Textauszug
—————

Gehörten zur ursprünglichen Planung nicht auch Informationsoperationen? Und schließlich soll General Wesley K. Clark, Oberbefehlshaber der Alliierten Streitkräfte in Europa, kürzlich den Streitkräfteausschuss des US-Senats in Erstaunen versetzt haben, als er dazu aufrief, die westliche Strategie vollständig zu überdenken, und die Notwendigkeit des Luftangriffs auf Serbien in Frage stellte. General Clark gab zu bedenken, die Nato hätte legale Mittel einsetzen können wie eine Blockade der Donau und der Adriahäfen, und sie hätte "elektronische Methoden (nutzen) können, um Milosevic und die ihm nahe stehenden politischen Parteien zu isolieren". Wären diese Mittel eingesetzt und um weitere ergänzt worden, fügte Clark hinzu, so wären die militärischen Instrumente vielleicht nie zum Einsatz gekommen.

Diese und andere Aussagen beweisen, dass die Informationsüberlegenheit zumindest für den Moment ein Ziel ist, das erreicht werden soll, und nicht ein Fakt, den die US-Streitkräften einfach als gegeben hinnehmen können. Dieser Artikel untersucht den Konflikt zwischen der Nato und Jugoslawien nicht unter dem Gesichtspunkt, welche Ziele oder Erfolge der Luftkrieg hatte (obwohl das natürlich im Weiteren auch eine Rolle spielt), sondern gezielt im Hinblick auf die Informationsüberlegenheit. Informationsüberlegenheit versetzte die Nato in die Lage, dass sie fast alles über das Gefechtsfeld wusste, aber die Fachleute der Nato haben nicht immer alles verstanden, was sie zu wissen glaubten. Was ist Informationsüberlegenheit?

Bei der Informationsüberlegenheit, dem Grundpfeiler von Force XXI (die aktuelle Version der Air Land Battle-Doktrin, fasst die "Konzepte des 21. Jahrhunderts" der US-Streitkräfte zusammen; d.Ü.), handelt es sich um eine Fähigkeit (nicht um eine erwiesene Tatsache), die die US-Streitkräfte zu entwickeln suchen. Sobald das Konzept tragfähig ist, wird es die Unsicherheit verringern helfen, ein vollständigeres Aufklärungsbild des Gefechtsfeldes liefern und dazu beitragen, dass präzisionsgelenkte Geschosse die Ziele erreichen und zerstören. Ein beträchtlicher Teil dieser Fähigkeit kam kürzlich im Kosovo-Konflikt zum Einsatz. (...)

—————

Zu lösende Aufgaben
1 > Beantworte kurz diese Fragen zum Textauszug:
(a) Welche Blockade hätte die Nato laut General Clark als legales Mittel einsetzen können?
(b) Von welchem Konzept ist die Informationsüberlegenheit der Grundpfeiler?
(c) In welchem Konflikt kam ein beträchtlicher Teil dieser Fähigkeit kürzlich zum Einsatz?
2 > Schreib den Textauszug über die Informationsüberlegenheit im Kosovo-Konflikt nach seinem letzten Satz weiter.

Vorliegende Datensätze
—————

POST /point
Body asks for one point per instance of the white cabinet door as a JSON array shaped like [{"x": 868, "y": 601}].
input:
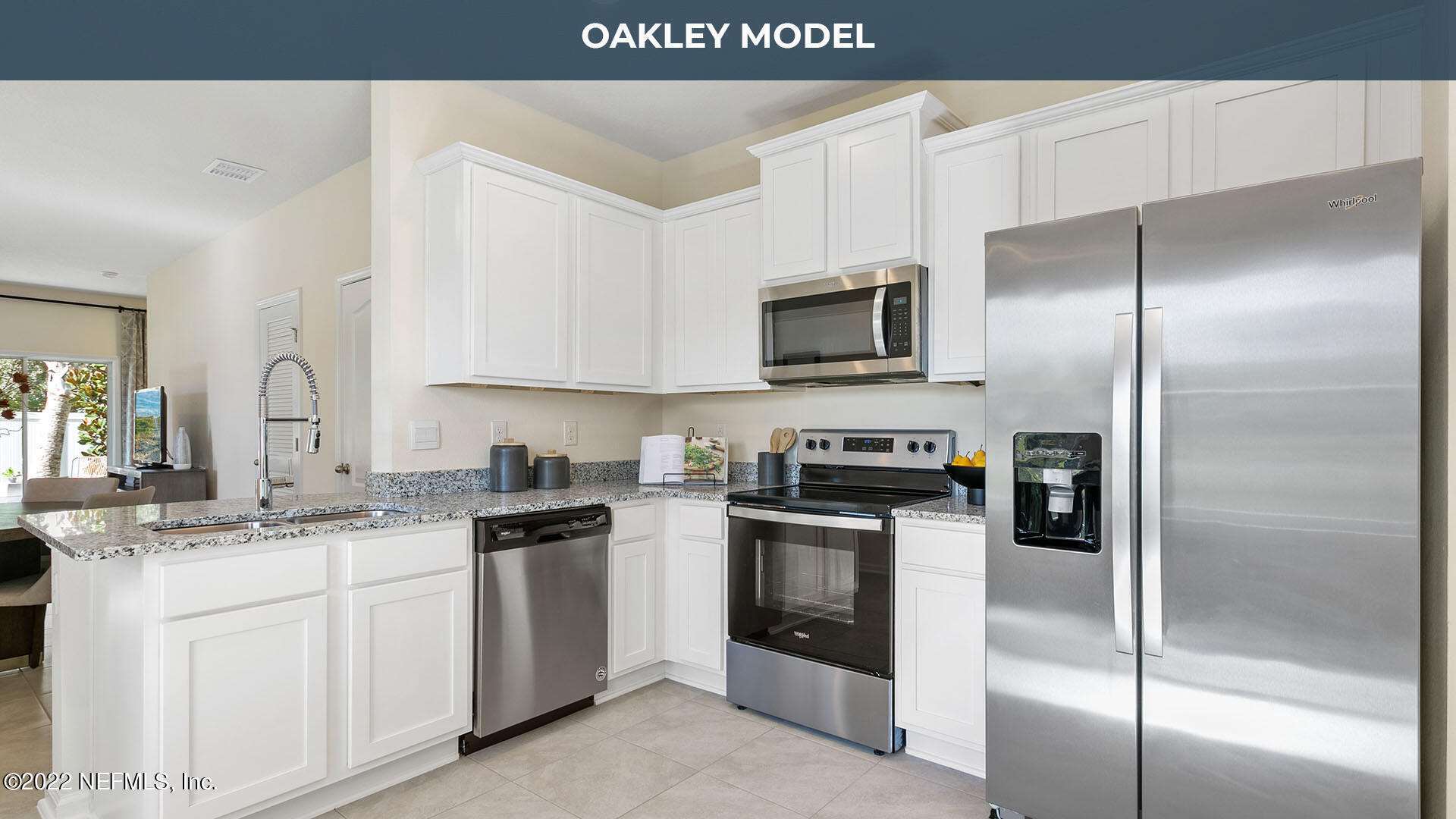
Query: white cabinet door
[
  {"x": 795, "y": 207},
  {"x": 742, "y": 275},
  {"x": 699, "y": 290},
  {"x": 408, "y": 664},
  {"x": 1247, "y": 131},
  {"x": 243, "y": 701},
  {"x": 696, "y": 615},
  {"x": 1103, "y": 161},
  {"x": 615, "y": 270},
  {"x": 632, "y": 607},
  {"x": 941, "y": 656},
  {"x": 519, "y": 279},
  {"x": 976, "y": 188},
  {"x": 875, "y": 191}
]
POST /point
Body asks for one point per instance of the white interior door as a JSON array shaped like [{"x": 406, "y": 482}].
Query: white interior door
[
  {"x": 278, "y": 333},
  {"x": 353, "y": 422}
]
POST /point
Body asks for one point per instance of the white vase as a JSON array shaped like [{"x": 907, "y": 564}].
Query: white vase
[{"x": 182, "y": 450}]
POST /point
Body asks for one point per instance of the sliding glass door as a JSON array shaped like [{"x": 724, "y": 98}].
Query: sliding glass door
[{"x": 55, "y": 419}]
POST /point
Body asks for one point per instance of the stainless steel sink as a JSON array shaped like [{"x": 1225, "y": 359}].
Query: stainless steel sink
[
  {"x": 212, "y": 528},
  {"x": 356, "y": 515}
]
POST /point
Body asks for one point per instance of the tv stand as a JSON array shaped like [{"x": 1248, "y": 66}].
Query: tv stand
[{"x": 172, "y": 484}]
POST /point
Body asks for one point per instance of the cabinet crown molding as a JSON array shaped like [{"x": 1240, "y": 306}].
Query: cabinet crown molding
[
  {"x": 925, "y": 104},
  {"x": 465, "y": 152},
  {"x": 710, "y": 205}
]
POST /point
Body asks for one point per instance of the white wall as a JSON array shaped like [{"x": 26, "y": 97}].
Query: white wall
[{"x": 201, "y": 331}]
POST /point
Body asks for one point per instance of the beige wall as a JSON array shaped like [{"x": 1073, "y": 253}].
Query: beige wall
[
  {"x": 728, "y": 167},
  {"x": 752, "y": 416},
  {"x": 201, "y": 333},
  {"x": 413, "y": 120},
  {"x": 31, "y": 327}
]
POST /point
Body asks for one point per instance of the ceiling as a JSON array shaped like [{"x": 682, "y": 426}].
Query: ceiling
[
  {"x": 667, "y": 118},
  {"x": 108, "y": 175}
]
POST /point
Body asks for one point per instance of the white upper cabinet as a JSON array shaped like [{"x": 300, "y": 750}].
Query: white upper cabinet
[
  {"x": 1245, "y": 133},
  {"x": 615, "y": 297},
  {"x": 536, "y": 280},
  {"x": 845, "y": 196},
  {"x": 517, "y": 279},
  {"x": 974, "y": 188},
  {"x": 795, "y": 200},
  {"x": 712, "y": 295},
  {"x": 1103, "y": 161}
]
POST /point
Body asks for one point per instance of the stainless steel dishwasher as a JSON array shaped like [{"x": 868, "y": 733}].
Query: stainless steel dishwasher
[{"x": 541, "y": 620}]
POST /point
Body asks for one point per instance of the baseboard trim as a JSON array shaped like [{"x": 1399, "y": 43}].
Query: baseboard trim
[{"x": 948, "y": 754}]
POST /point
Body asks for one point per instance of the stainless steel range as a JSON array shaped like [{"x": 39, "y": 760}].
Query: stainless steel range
[{"x": 811, "y": 580}]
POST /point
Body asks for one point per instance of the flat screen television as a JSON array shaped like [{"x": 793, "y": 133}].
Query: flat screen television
[{"x": 149, "y": 428}]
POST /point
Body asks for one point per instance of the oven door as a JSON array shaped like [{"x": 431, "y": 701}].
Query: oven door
[
  {"x": 865, "y": 325},
  {"x": 814, "y": 586}
]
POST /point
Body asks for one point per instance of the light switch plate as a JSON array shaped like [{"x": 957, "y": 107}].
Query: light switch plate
[{"x": 424, "y": 435}]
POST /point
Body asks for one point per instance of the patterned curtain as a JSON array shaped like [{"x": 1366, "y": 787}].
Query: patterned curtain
[{"x": 131, "y": 375}]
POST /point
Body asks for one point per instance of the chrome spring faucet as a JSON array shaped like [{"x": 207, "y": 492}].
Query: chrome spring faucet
[{"x": 265, "y": 483}]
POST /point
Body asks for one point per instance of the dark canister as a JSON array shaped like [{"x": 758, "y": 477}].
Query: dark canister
[
  {"x": 509, "y": 466},
  {"x": 552, "y": 471},
  {"x": 770, "y": 469}
]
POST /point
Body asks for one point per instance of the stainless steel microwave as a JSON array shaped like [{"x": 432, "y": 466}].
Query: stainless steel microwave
[{"x": 858, "y": 328}]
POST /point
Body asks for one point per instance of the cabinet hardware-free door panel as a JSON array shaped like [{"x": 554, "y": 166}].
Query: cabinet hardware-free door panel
[
  {"x": 519, "y": 279},
  {"x": 795, "y": 212},
  {"x": 243, "y": 701},
  {"x": 615, "y": 264},
  {"x": 410, "y": 664},
  {"x": 875, "y": 190}
]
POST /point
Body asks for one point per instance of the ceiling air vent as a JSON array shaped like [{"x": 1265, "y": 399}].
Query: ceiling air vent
[{"x": 234, "y": 171}]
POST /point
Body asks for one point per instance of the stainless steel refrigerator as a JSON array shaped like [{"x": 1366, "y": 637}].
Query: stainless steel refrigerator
[{"x": 1203, "y": 494}]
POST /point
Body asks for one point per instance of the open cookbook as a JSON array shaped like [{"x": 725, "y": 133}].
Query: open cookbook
[{"x": 682, "y": 460}]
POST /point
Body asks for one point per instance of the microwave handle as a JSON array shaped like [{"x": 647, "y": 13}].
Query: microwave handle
[{"x": 877, "y": 322}]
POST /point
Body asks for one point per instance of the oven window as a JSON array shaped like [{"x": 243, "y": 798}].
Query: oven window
[
  {"x": 827, "y": 327},
  {"x": 811, "y": 592},
  {"x": 817, "y": 582}
]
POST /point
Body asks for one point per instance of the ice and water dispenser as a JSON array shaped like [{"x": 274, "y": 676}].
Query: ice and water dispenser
[{"x": 1059, "y": 482}]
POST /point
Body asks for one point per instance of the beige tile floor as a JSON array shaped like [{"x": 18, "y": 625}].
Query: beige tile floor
[{"x": 661, "y": 752}]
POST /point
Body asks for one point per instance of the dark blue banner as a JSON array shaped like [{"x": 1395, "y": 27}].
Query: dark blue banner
[{"x": 577, "y": 39}]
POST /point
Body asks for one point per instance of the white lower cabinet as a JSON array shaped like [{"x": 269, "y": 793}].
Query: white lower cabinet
[
  {"x": 243, "y": 701},
  {"x": 941, "y": 642},
  {"x": 696, "y": 605},
  {"x": 634, "y": 588},
  {"x": 408, "y": 664}
]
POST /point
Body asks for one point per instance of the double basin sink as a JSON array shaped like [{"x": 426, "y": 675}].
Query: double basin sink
[{"x": 182, "y": 528}]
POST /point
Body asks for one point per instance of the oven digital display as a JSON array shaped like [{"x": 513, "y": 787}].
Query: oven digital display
[{"x": 870, "y": 445}]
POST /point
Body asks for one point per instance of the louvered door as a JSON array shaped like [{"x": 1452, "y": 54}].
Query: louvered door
[{"x": 278, "y": 333}]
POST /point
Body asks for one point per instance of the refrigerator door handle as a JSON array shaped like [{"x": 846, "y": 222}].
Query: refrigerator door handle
[
  {"x": 1122, "y": 483},
  {"x": 1152, "y": 463}
]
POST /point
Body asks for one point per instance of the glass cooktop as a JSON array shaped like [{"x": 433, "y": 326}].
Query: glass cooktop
[{"x": 811, "y": 497}]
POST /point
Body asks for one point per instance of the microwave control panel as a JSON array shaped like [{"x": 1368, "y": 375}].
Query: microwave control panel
[{"x": 899, "y": 319}]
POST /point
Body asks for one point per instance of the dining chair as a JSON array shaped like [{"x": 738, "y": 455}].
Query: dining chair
[
  {"x": 137, "y": 497},
  {"x": 60, "y": 490}
]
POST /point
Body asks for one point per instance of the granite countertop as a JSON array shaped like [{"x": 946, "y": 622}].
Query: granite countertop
[
  {"x": 98, "y": 534},
  {"x": 956, "y": 509}
]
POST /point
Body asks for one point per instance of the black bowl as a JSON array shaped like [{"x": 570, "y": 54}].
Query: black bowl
[{"x": 968, "y": 477}]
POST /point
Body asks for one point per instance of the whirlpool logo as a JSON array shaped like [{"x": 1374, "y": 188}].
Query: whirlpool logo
[{"x": 1351, "y": 202}]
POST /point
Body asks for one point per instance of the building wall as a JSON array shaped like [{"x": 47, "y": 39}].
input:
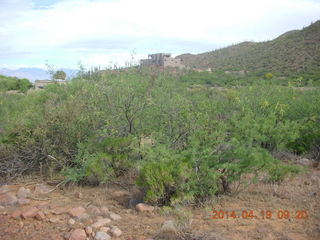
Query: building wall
[
  {"x": 40, "y": 84},
  {"x": 162, "y": 60}
]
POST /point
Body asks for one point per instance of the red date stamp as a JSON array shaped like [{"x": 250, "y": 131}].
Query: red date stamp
[{"x": 263, "y": 214}]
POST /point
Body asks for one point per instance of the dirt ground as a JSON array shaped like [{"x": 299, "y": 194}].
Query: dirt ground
[{"x": 298, "y": 196}]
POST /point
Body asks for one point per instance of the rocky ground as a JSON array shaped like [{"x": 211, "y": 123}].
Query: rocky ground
[{"x": 31, "y": 209}]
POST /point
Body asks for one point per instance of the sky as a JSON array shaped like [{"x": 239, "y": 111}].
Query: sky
[{"x": 105, "y": 33}]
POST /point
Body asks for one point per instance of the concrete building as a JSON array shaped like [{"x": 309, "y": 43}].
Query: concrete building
[
  {"x": 162, "y": 60},
  {"x": 40, "y": 84}
]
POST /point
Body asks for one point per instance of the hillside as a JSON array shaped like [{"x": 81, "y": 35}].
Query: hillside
[{"x": 294, "y": 51}]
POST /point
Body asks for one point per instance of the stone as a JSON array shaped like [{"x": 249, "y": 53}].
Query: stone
[
  {"x": 30, "y": 213},
  {"x": 23, "y": 192},
  {"x": 8, "y": 198},
  {"x": 59, "y": 211},
  {"x": 4, "y": 189},
  {"x": 83, "y": 216},
  {"x": 78, "y": 195},
  {"x": 41, "y": 189},
  {"x": 102, "y": 236},
  {"x": 104, "y": 229},
  {"x": 115, "y": 216},
  {"x": 134, "y": 201},
  {"x": 54, "y": 219},
  {"x": 71, "y": 221},
  {"x": 88, "y": 230},
  {"x": 142, "y": 207},
  {"x": 66, "y": 236},
  {"x": 305, "y": 162},
  {"x": 40, "y": 216},
  {"x": 94, "y": 210},
  {"x": 116, "y": 232},
  {"x": 16, "y": 214},
  {"x": 76, "y": 212},
  {"x": 23, "y": 201},
  {"x": 168, "y": 227},
  {"x": 104, "y": 211},
  {"x": 101, "y": 222},
  {"x": 78, "y": 234}
]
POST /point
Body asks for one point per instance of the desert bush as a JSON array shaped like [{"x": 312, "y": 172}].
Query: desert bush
[
  {"x": 13, "y": 83},
  {"x": 203, "y": 141}
]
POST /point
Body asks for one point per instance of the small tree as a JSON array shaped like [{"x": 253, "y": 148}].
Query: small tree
[{"x": 59, "y": 75}]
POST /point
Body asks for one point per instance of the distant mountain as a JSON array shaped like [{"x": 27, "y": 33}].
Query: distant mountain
[
  {"x": 34, "y": 73},
  {"x": 294, "y": 51}
]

—————

Lösungen
1 >
(a) Eine Blockade der Donau und der Adriahäfen.
(b) Von Force XXI.
(c) Im Kosovo-Konflikt.

2 >
Die Informationsüberlegenheit der Nato

Die Bedingungen, um die totale Informationsüberlegenheit zu erlangen, waren ideal für die Nato. Es gab buchstäblich keine Abwehrmaßnahmen der (serbischen) Luftwaffe gegen die 37 000 Einsätze der Nato (die Serben flogen nur etwa zehn Sperrflug- oder Jet-Missionen). Die Nato war lediglich mit minimalen, antiquierten feindlichen Flugabwehrkanonen konfrontiert, die aus der Zeit zwischen den 50er und 80er Jahren stammen und maximal 1500 m hoch reichen. Sie war nicht wirklich vom feindlichen Radar bedroht, da die Flugabwehrsysteme, die weiter hinaufreichen, nicht eingeschaltet wurden. Die Nato konnte Ziele mit Hilfe der unbemannten Drohnen Predator (Raubtier) und Hunter (Jäger) sowie der zur Aufklärung eingesetzten Satelliten und JSTARS-Systeme punktgenau bombardieren - und es unterliefen ihr dennoch Fehler.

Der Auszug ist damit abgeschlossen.